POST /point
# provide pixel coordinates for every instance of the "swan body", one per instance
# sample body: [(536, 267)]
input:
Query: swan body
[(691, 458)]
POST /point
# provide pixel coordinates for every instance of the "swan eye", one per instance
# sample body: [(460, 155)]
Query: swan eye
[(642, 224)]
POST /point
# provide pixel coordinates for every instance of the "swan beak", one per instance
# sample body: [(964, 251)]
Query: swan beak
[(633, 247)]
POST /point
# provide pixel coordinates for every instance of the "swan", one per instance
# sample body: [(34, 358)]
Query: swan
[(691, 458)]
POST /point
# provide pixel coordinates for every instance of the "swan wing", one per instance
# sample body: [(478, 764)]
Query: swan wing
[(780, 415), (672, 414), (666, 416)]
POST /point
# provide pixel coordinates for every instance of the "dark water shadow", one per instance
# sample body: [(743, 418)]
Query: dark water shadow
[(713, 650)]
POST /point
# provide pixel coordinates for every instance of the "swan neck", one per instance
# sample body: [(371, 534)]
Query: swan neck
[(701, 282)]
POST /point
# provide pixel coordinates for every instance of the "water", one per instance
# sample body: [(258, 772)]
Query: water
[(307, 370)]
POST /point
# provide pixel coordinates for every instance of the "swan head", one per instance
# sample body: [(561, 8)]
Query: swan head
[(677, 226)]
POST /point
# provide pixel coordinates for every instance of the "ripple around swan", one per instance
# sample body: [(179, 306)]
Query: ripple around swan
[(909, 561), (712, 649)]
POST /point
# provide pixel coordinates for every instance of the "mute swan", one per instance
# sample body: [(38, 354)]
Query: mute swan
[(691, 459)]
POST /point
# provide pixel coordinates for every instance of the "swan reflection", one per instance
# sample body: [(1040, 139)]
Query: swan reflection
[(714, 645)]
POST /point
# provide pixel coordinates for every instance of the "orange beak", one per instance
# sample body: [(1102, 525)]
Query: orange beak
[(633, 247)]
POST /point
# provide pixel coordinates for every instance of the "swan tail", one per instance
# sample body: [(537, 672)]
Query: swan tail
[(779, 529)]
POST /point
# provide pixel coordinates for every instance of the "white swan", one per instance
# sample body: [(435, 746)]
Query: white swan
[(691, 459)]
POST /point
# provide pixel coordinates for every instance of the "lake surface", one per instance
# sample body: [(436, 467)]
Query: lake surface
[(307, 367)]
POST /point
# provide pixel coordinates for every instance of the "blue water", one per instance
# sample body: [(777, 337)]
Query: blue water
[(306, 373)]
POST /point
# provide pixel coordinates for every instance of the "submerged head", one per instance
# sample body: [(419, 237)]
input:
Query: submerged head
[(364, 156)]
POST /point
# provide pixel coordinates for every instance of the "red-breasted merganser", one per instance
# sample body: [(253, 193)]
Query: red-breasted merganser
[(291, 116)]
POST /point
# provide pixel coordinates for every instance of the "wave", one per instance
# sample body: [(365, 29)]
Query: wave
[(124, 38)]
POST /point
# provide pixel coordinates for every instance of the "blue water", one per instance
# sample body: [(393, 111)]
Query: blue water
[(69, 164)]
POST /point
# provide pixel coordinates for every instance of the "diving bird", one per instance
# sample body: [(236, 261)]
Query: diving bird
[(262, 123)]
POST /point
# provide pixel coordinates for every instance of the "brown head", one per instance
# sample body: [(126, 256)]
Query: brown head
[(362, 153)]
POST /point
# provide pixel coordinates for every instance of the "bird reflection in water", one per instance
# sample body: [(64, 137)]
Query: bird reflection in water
——————————
> **Stated problem**
Copy the material above verbatim.

> **Response for this exercise**
POST /point
# provide pixel coordinates for every instance of the "swan body", one per instance
# sample body: [(536, 267)]
input:
Query: swan body
[(691, 458)]
POST /point
# provide pixel coordinates for every instance of the "swan eye", one per instance
# sample body: [(460, 155)]
Query: swan eye
[(642, 224)]
POST /point
# provide pixel coordinates for every instance of the "swan beak", one per instance
# sample body: [(964, 251)]
Query: swan beak
[(633, 247)]
POST /point
# provide pixel coordinates for every instance of the "swan", one per instance
# sample body: [(34, 358)]
Query: swan
[(691, 458)]
POST /point
# provide pixel coordinates for every instance of the "swan wing", one per instance
# sample body: [(478, 764)]
Query: swan wing
[(780, 415), (672, 414), (666, 416)]
POST /point
# provide pixel coordinates for every instance of the "dark water shadow", one per instance
# sample body: [(743, 418)]
Query: dark water shadow
[(713, 650)]
POST /point
# provide pixel coordinates for every instance of the "swan neck", one per instance
# sample body: [(371, 534)]
Query: swan neck
[(701, 282)]
POST /point
# provide pixel coordinates for every instance of the "water", one per instance
# sample body: [(258, 772)]
Query: water
[(307, 370)]
POST /point
# provide pixel coordinates for every instance of the "swan head", one per instance
# sample body: [(561, 8)]
Query: swan head
[(677, 226)]
POST /point
# provide pixel coordinates for every instance of the "ripple around swan", one per instance
# sample body: [(179, 306)]
Query: ripple around swan
[(909, 561), (712, 649)]
POST /point
# provide pixel coordinates for every instance of the "mute swan", one per instance
# sample body: [(38, 354)]
Query: mute swan
[(691, 459)]
POST /point
# provide pixel coordinates for every instance of the "swan reflection", one per instance
# sample body: [(1040, 139)]
Query: swan reflection
[(714, 645)]
POST /point
# provide pixel coordinates for every instance of the "orange beak", one per instance
# sample body: [(1102, 525)]
Query: orange beak
[(633, 247)]
POST /point
# provide pixel coordinates for every instance of the "swan tail", one per instance
# sample body: [(537, 672)]
Query: swan tail
[(779, 529)]
POST /point
# provide pixel coordinates for every instance of the "white swan", one per instance
# sample body: [(435, 746)]
Query: white swan
[(691, 459)]
POST /point
# provide pixel coordinates for every instance of the "lake surface", one per instance
# sample body: [(436, 467)]
Query: lake surface
[(307, 367)]
POST /point
# provide pixel coordinates for every instance of the "blue water", one per instance
# sample body: [(777, 337)]
Query: blue water
[(306, 373)]
POST /point
# provide pixel coordinates for every instance of the "submerged head", one per instance
# sample body: [(419, 237)]
input:
Query: submerged head
[(364, 156)]
POST /point
# provide pixel coordinates for every instance of the "red-breasted merganser", one per instance
# sample body: [(253, 193)]
Query: red-breasted merganser
[(291, 116)]
POST /point
# provide pixel coordinates for every instance of the "wave", one per instance
# sample body: [(365, 29)]
Query: wave
[(124, 38)]
POST /point
# provide pixel coordinates for every instance of the "blue water", one per instance
# sample body: [(393, 111)]
Query: blue water
[(69, 164)]
POST /point
# provide pixel coordinates for every instance of the "diving bird", one per instance
# sample body: [(236, 261)]
Query: diving bird
[(262, 123)]
POST /point
# provide pixel coordinates for every instance of the "brown head", one per instance
# sample body: [(126, 256)]
Query: brown head
[(362, 153)]
POST /point
# provide pixel coordinates for every instance of the "bird reflection in water", one per instance
# sample body: [(64, 137)]
Query: bird reflection in water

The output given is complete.